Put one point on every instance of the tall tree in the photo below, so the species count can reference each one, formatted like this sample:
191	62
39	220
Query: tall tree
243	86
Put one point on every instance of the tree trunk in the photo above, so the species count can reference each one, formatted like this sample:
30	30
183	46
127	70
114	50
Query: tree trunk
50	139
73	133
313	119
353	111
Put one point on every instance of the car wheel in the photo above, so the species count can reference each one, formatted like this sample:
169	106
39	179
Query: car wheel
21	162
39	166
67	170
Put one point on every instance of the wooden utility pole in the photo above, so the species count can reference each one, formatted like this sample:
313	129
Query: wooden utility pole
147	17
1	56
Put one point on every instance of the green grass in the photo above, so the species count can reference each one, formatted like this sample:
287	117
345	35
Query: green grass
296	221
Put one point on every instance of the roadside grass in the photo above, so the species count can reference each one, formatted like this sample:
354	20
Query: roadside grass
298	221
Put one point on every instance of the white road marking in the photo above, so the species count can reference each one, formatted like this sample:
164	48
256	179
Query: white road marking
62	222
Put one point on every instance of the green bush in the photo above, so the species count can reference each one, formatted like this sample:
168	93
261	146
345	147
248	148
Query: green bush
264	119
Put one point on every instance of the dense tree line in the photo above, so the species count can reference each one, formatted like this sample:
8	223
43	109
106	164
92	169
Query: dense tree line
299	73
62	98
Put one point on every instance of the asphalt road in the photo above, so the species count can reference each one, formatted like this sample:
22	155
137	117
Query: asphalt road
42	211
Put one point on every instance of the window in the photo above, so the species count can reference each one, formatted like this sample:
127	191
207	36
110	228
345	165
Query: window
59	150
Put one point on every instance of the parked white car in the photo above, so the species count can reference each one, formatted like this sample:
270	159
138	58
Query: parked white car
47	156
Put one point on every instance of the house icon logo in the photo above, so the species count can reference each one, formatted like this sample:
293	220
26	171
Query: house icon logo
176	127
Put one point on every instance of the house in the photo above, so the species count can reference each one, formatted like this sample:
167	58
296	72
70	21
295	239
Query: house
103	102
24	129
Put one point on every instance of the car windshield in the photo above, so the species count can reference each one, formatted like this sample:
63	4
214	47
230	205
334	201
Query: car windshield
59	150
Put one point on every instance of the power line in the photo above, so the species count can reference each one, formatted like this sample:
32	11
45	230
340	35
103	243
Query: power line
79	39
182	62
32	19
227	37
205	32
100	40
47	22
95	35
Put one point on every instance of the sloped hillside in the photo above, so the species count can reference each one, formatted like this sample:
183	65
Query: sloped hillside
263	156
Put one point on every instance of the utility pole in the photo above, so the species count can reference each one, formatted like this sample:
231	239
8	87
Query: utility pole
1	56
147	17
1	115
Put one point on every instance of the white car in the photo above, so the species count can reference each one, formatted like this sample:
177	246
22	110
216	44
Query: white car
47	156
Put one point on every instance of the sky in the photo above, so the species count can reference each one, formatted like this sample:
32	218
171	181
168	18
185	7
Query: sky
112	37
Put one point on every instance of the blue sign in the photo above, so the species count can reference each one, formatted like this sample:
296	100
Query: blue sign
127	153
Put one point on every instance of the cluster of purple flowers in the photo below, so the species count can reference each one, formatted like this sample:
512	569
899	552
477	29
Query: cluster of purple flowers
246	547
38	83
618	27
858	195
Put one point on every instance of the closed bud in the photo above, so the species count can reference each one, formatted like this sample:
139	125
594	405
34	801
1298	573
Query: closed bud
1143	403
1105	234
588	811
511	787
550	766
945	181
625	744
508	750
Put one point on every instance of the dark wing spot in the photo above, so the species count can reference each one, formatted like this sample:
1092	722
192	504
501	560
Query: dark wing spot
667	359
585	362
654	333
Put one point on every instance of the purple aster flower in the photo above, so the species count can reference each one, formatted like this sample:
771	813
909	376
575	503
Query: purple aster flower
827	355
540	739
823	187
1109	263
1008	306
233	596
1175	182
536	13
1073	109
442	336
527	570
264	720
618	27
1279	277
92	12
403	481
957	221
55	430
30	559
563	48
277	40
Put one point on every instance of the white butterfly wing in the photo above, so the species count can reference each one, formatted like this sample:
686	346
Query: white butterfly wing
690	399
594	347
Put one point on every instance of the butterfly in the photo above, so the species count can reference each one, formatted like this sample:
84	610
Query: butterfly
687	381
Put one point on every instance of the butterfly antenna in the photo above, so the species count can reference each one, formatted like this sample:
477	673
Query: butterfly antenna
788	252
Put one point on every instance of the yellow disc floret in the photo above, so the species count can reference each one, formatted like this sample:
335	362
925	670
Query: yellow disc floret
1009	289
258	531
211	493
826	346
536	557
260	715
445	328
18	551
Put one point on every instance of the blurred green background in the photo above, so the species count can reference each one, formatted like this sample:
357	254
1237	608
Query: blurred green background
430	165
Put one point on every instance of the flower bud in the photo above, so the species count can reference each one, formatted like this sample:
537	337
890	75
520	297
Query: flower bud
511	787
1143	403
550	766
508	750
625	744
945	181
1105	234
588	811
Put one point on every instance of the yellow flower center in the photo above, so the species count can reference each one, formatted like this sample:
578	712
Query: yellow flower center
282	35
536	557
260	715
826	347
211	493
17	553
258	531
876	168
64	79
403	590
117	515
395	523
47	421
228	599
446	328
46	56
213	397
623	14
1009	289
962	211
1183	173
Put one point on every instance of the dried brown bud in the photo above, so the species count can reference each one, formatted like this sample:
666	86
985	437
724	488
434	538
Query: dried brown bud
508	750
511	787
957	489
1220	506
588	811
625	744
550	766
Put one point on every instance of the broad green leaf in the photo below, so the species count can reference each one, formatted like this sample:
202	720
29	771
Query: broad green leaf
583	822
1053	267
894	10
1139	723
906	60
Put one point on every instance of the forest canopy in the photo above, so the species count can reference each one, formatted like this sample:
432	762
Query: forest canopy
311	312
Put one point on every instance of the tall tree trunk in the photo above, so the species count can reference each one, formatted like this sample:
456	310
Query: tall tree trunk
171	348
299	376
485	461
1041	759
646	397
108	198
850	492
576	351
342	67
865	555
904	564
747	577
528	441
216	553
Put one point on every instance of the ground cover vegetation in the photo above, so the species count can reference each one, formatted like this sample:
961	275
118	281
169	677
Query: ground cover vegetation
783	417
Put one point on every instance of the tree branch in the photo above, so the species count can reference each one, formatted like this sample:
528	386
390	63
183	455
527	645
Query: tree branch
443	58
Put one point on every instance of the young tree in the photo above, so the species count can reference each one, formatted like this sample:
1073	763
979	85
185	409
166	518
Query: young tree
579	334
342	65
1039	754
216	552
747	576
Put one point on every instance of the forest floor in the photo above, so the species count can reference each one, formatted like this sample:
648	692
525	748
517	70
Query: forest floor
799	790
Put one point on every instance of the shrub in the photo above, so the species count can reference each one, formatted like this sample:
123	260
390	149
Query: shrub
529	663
-- -- --
• [YOUR INSTRUCTIONS]:
Copy out every line from the one containing "Put one point on every instance of the dried" to the end of the material, both ends included.

• [THE ANSWER]:
Put one point on every instance of the dried brown bud in the photo above, so the species count can reference each one, formatted like this sample:
666	86
985	437
724	488
434	538
Query: dried brown bud
508	750
511	787
957	489
1220	506
588	811
625	744
550	766
Put one point on every instance of the broad green leaf in the photo below, so the species count can reference each one, formatted like this sample:
202	720
29	771
Query: broad green leaf
583	822
1053	267
894	10
1139	723
906	60
Put one point on every instance of the forest canopy in the photo above, so the species count can reference each one, formatted like this sample:
432	762
Query: forest canopy
311	312
Put one point on every instance of the tall tree trunk in the photo above, so the species count can reference each one, formatted like this sample:
456	310
Query: tall tree trunk
171	348
299	376
485	461
1041	759
646	397
108	198
850	492
576	351
342	67
865	555
904	564
747	577
528	441
216	553
Put one point on every instance of the ground cover vegetation in the photo above, so the species count can reference each one, formatted like this sample:
961	275
118	281
169	677
Query: ground cover vegetation
783	417
Put one point on every instance of the tree branch in the photo above, so the species count can reference each one, formatted like this sample:
528	386
390	63
183	455
527	645
Query: tree branch
443	58
Put one point on every instance of the young tree in the photo above, so the species count can reference each one, formatted like this sample:
1073	763
979	85
185	409
166	518
Query: young tree
579	334
342	65
1039	754
216	552
747	576
Put one point on every instance of the forest floor in the photo above, so the species count can reference each one, formatted like this sample:
648	692
525	748
517	70
Query: forest floor
799	790
Put one point on every instance of the shrub in the photo above, so the species count can reference each one, formatted like this sample:
123	260
390	149
Query: shrub
529	663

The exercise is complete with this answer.